Nothing is needed except the lines below that run from the one with "Target: concrete building" through the one with "Target: dark horizon", repeated exactly.
╭─ Materials provided
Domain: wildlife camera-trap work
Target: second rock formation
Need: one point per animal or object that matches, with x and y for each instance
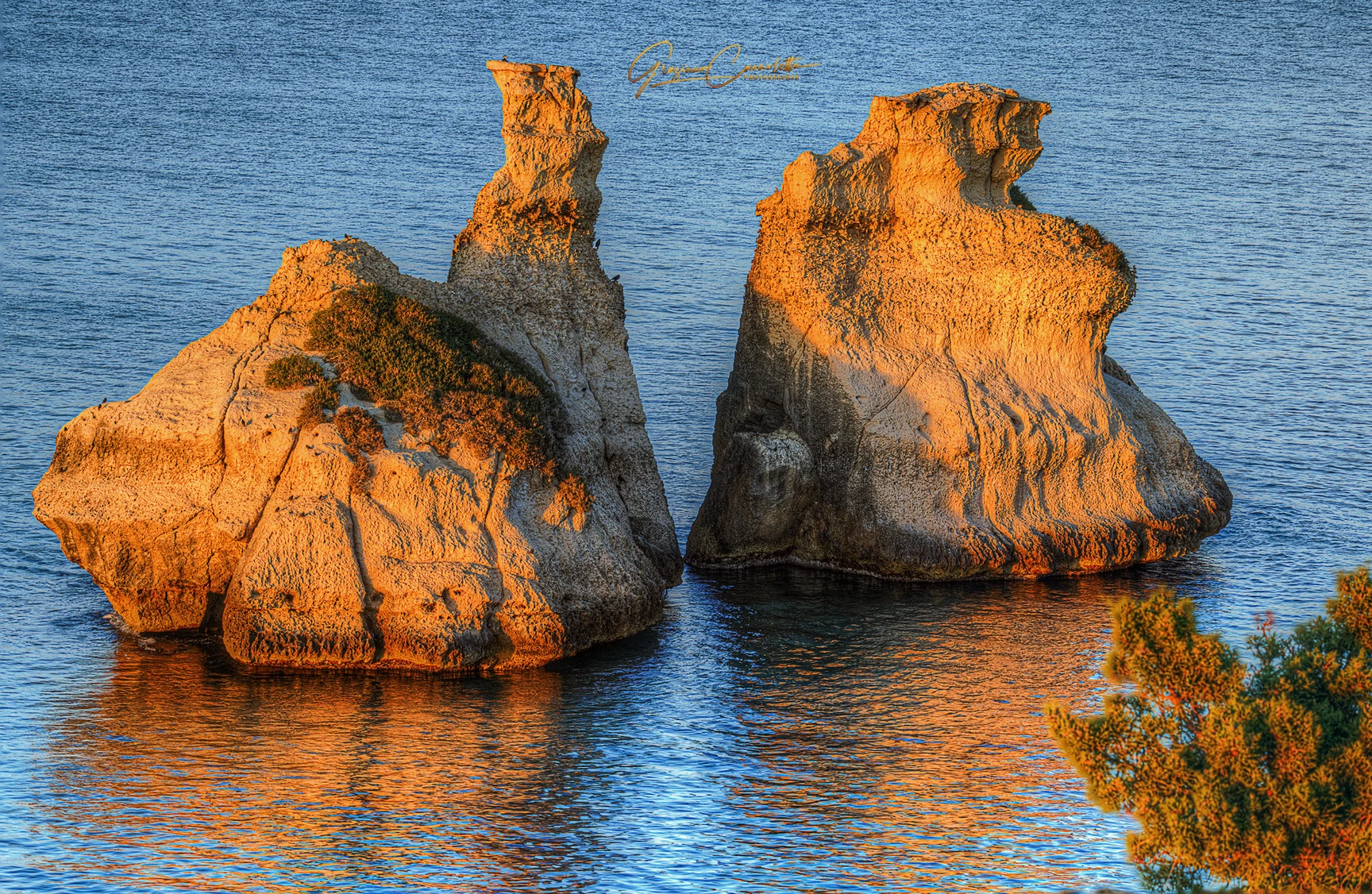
╰─
╭─ Materials provided
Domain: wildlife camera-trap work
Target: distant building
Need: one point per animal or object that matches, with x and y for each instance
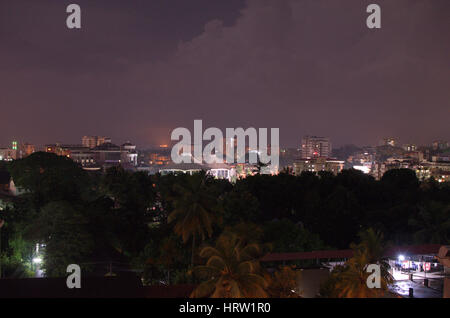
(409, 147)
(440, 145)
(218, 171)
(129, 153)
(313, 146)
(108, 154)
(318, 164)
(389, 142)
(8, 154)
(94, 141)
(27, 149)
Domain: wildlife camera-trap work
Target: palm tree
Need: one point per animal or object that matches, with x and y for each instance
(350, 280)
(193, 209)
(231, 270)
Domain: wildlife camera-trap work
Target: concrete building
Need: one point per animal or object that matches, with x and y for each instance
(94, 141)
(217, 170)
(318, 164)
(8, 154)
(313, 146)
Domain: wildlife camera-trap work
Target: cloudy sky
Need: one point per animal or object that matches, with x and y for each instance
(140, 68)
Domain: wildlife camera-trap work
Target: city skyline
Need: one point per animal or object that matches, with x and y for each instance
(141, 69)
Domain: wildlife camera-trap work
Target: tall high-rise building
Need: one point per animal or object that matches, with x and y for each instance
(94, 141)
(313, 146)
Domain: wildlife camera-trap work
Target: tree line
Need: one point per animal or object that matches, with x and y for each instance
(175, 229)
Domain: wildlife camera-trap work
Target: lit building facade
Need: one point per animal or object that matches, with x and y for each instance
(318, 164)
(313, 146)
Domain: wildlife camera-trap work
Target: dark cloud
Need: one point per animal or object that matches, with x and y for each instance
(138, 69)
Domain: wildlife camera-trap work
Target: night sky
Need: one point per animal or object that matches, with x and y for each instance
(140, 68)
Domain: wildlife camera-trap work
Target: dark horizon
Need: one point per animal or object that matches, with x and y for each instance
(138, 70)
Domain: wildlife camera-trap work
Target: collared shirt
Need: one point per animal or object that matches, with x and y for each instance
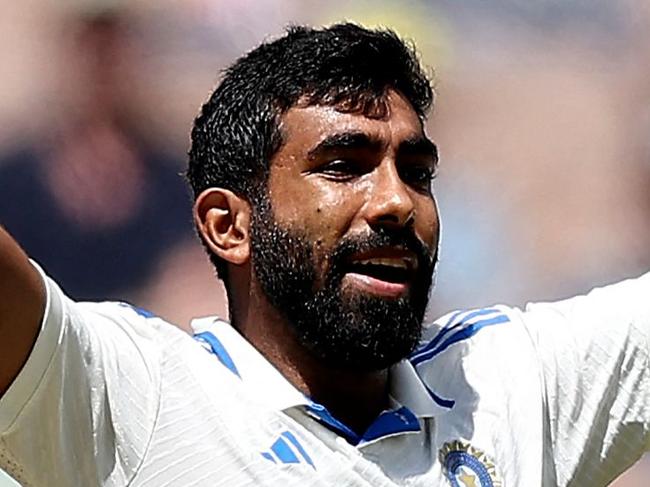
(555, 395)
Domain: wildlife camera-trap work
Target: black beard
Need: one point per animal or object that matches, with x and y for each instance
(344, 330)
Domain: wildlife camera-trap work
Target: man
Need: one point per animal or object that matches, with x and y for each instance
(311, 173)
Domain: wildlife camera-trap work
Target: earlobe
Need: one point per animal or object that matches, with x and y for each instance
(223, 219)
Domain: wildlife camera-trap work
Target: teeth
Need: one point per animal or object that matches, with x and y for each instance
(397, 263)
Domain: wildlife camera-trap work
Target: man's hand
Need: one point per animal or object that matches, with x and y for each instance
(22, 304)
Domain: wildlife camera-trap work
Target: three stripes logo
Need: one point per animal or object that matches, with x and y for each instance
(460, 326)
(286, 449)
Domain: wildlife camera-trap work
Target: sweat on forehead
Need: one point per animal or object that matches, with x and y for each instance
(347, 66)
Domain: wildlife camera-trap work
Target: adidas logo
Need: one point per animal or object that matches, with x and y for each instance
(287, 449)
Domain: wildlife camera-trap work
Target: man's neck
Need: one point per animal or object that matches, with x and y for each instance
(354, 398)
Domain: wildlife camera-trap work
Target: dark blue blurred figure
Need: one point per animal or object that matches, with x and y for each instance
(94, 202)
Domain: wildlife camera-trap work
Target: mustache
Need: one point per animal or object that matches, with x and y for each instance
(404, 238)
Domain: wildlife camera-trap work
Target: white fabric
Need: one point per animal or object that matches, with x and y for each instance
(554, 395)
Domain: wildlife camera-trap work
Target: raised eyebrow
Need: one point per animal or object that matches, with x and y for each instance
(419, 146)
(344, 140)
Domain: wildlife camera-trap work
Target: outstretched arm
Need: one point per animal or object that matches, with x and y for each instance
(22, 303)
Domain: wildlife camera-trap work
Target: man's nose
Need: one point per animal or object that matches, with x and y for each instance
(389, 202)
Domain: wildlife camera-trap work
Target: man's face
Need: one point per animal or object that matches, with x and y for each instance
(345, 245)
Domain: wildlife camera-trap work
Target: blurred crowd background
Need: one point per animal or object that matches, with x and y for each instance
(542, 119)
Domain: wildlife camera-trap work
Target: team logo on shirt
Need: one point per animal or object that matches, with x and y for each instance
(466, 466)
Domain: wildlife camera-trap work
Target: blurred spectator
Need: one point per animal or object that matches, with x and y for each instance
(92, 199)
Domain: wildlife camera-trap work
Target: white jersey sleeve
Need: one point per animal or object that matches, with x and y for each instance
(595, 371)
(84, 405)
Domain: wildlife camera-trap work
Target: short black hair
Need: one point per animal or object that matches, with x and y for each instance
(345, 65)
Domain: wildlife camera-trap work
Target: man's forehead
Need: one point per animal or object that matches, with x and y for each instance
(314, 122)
╰─
Your solution
Target: concrete building
Need: one point per animal or object that matches, with x and y for each instance
(94, 141)
(217, 170)
(318, 164)
(8, 154)
(313, 146)
Domain: wildlife camera-trap work
Target: cloudy sky
Need: one point per animal or object that matches, with x and y for each instance
(140, 68)
Domain: wildlife camera-trap work
Target: city skyline
Need: one point per animal or object that matches, with x and y for each instance
(141, 69)
Domain: wildlife camera-trap work
Target: tall high-rise building
Need: one point per animal or object that matches, with x and y for each instance
(94, 141)
(313, 146)
Domain: wildlife camera-trap work
Target: tree line
Need: one point per animal or object that matches, with x and y for each instance
(175, 229)
Domain: wildlife camera-trap work
Target: lit building facade
Need: one point per animal or object that matches, with x and y for each instance
(318, 164)
(313, 146)
Domain: wildlife camera-trap work
Target: dark cloud
Need: one point per animal or object that matches, with x and y for each instance
(138, 69)
Domain: wildlife camera-trap work
Target: night sky
Need: one point per animal or object that matches, with x and y for each instance
(140, 68)
Domain: wildlife camera-trap work
Target: dark horizon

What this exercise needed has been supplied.